**Die Aufgabe:** Setze bitte den Text über die Wasserwirtschaftliche Jahrestagung des BDEW nach seinem letzten Satz fort.

Drucken

Die Wasserwirtschaftliche Jahrestagung des BDEW: Vorrang, Verursacher und neue Vorgaben im Mittelpunkt

Dass Trinkwasser im Prinzip Vorrang haben sollte vor allen anderen Nutzungen, darin waren sich die Politiker*innen auf der Tagung einig. Doch wo und wie dies am besten geregelt werden sollte, darüber gab es Divergenzen.

None

© BDEW

Während die Bundestagsabgeordneten Dr. Bettina Hoffmann (Grüne/Bündnis 90) und Michael Thews (SPD) dies auf Bundesebene regeln wollen, plädierten Marie-Luise Dött (CDU) und Dr. Lukas Köhler (FDP) eher für die Europa- und Regionalebene.

Das Fondsmodell zur Finanzierung von Reinigungsleistungen, das BDEW-Vizepräsidentin Leroy auf dem traditionellen Branchentreffen der Wasser- und Abwasserwirtschaft am 16. und 17. März 2021 nochmals in den Vordergrund gestellt hatte, fand die grundlegende Zustimmung von Frau Dr. Hoffmann und Herrn Thews. Herr Dr. Köhler dagegen rückte die Punktquellen (Krankenhäuser u. a.) in den Fokus, während Frau Dött für Selbstverpflichtungen der Industrie, die Aufklärung der Bürger*innen sowie „spezielle und kreative“ Lösungen plädierte.

Erfreulich für die kommunal verankerte Wasserwirtschaft in Deutschland: alle vier Politiker*innen wollen an der Ausnahme für die Wasserwirtschaft in der EU-Konzessionsvergaberichtlinie festhalten. Ein wichtiges Signal an die EU-Kommission und die Bundesregierung, das hier von der Wasserwirtschaftlichen Jahrestagung ausgeht.

[Datensatzzeilen dazu, wo Objekte erscheinen]

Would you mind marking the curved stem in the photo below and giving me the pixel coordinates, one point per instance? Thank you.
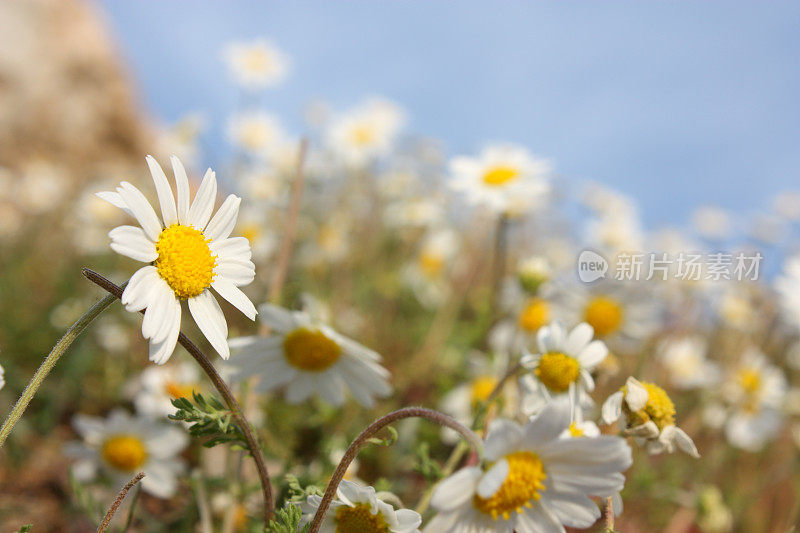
(222, 388)
(352, 451)
(118, 501)
(48, 364)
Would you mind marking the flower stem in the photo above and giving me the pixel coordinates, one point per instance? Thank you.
(118, 501)
(222, 388)
(360, 441)
(48, 364)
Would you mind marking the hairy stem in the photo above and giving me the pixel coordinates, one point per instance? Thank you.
(222, 388)
(360, 441)
(118, 501)
(48, 364)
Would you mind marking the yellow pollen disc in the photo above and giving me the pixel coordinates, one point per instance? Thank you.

**Antwort zur Aufgabe:**
Welche Rolle spielt die Wasserwirtschaft in der Klimadebatte?

fragten sich Dr. Marcel Meggeneder, der Vorsitzende des Fachausschusses Trinkwasserpolitik im BDEW und junge Politiker*innen im zweiten politischen Panel der Tagung.

  • Sarah Harden, Mitglied im Bundesvorstand und Vorsitzende der Kommission Klima, Umwelt und Energie, Junge Union
  • Georg Kurz, Bundessprecher, Grüne Jugend
  • Laura Schieritz, stellvertretende Bundesvorsitzende, Junge Liberale
  • Ferike Thom, stellvertretende Bundesvorsitzende, Jusos

beeindruckten mit Fachkompetenz und Diskussionstiefe die Teilnehmer*innen der Tagung. Schnell wurde klar, dass der Markt eben nicht alles „entlohne“ - daher forderten Ferike Thom und Georg Kurz, die Wasserwirtschaft nicht als diesen zu betrachten. Laura Schieritz dagegen plädierte dafür mit ordnungspolitischen Instrumenten z. B. auch die Probleme mit der Landwirtschaft anzugehen. Sarah Harden wies darauf hin, dass der Staat nicht alles besser regeln könne und die größten Wassernutzer die Industrie und die Landwirtschaft seien und nicht die öffentliche Wasserversorgung.

Gelungener digitaler Austausch mit Kolleg*innen in Corona-Zeiten

Obwohl die Tagung ausschließlich digital stattfand, gab es großzügige Pausen, in denen die Teilnehmer*innen andere Kolleg*innen kennenlernen konnten. Selbst spontane bilaterale Gespräche waren im digitalen Raum möglich – dank einer modernen und interaktiven Plattform. Weiterhin gab es einen moderierten offenen Raum am 2. Tag fürs Netzwerken.

Auswirkungen hat die neue Trinkwasserverordnung auf die Praxis?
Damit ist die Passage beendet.